##### Source text #####
Openslide Usage

Mon Nov 10 04:50:28 EST 2014

On 11/07/2014 08:55 AM, Nikolay Kladt wrote:
> The scn file has multiple associated images (scanned ROIs) that have
> been scanned with identical resolution. How do I access individual
> images or get their bounds? It seems that the properties do not show the
> required information but the file format description includes multiple
> images.

OpenSlide doesn't currently expose that information.  In the long run, 
we will probably need to support multiple image pyramids per file (e.g. 
for Leica slides with ROIs scanned at different resolutions).  At the 
moment, however, the philosophy is to merge multiple ROIs into one 
unified image pyramid when possible, and reject the slide otherwise.

For now, your choices are to do a brute-force search for non-transparent 
pixels as you described, or to extract and parse the ImageDescription 
XML yourself as John proposed.  If you try the brute-force search, you 
can restrict it to the region enclosed by the openslide.bounds-[xywh] 
properties.
##### Provided records #####
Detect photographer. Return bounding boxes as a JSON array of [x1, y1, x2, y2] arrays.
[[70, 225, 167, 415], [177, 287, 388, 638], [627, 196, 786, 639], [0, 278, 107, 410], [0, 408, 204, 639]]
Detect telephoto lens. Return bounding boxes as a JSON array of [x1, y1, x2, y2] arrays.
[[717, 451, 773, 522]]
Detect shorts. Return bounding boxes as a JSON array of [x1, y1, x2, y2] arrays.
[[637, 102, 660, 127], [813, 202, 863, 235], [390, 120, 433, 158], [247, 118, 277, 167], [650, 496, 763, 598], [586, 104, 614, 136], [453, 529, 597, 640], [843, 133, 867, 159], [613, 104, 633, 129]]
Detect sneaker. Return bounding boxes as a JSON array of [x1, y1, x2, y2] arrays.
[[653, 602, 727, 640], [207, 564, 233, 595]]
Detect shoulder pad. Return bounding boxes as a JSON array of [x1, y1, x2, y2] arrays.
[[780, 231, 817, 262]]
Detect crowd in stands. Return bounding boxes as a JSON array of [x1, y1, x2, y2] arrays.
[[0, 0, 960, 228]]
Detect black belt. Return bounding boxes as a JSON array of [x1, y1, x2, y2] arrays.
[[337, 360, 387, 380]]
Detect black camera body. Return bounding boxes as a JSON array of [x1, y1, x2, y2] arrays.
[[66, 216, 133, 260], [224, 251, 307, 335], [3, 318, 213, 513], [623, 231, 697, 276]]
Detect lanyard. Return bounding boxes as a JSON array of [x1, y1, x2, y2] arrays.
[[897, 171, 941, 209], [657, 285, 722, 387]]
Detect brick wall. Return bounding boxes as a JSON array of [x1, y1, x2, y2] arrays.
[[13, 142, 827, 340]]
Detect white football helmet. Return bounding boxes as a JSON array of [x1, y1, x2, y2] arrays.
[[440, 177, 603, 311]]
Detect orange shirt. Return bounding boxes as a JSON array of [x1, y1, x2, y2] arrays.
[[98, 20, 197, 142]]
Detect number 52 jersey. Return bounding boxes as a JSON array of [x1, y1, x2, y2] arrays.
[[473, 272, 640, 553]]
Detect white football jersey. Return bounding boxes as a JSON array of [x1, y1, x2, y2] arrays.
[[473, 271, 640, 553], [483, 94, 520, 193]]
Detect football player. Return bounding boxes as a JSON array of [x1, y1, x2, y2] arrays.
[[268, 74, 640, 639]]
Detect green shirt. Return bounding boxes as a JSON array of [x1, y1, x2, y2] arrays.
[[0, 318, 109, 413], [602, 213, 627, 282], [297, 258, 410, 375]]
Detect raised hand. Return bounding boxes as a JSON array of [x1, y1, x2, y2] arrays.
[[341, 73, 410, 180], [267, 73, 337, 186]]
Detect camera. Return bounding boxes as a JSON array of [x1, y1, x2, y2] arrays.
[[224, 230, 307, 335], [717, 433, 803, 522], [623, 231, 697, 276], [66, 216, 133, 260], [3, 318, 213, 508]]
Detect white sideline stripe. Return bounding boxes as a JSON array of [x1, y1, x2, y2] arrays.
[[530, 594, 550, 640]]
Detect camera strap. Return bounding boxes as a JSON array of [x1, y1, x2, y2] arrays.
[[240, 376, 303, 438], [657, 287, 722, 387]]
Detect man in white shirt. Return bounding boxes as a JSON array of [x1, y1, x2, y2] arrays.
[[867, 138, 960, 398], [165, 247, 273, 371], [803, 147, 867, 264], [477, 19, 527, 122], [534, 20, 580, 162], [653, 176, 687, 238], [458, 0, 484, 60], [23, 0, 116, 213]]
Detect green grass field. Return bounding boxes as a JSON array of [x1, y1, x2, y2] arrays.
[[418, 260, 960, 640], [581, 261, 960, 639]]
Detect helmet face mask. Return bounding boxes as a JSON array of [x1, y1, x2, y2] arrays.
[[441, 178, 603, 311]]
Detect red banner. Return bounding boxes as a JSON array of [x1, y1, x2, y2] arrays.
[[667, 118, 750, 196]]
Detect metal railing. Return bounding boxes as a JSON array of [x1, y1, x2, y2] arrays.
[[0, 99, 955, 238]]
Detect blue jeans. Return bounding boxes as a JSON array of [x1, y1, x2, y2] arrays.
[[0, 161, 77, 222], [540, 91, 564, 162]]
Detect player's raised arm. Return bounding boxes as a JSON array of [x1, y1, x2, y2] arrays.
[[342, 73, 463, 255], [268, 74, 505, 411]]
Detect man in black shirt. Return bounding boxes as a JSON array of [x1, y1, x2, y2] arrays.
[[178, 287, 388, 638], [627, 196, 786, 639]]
#####
§ **Exercise A**
According to the OpenSlide message, what does OpenSlide currently do with multiple ROIs in a single file?
§ **Exercise B**
From the OpenSlide message, return the passage that begins at the words "On 11/07/2014 08:55" and stops after the words "per file (e.g.".

§ **Full output A**
It merges them into one unified image pyramid when possible and rejects the slide otherwise.

§ **Full output B**
On 11/07/2014 08:55 AM, Nikolay Kladt wrote:
> The scn file has multiple associated images (scanned ROIs) that have
> been scanned with identical resolution. How do I access individual
> images or get their bounds? It seems that the properties do not show the
> required information but the file format description includes multiple
> images.

OpenSlide doesn't currently expose that information.  In the long run, 
we will probably need to support multiple image pyramids per file (e.g.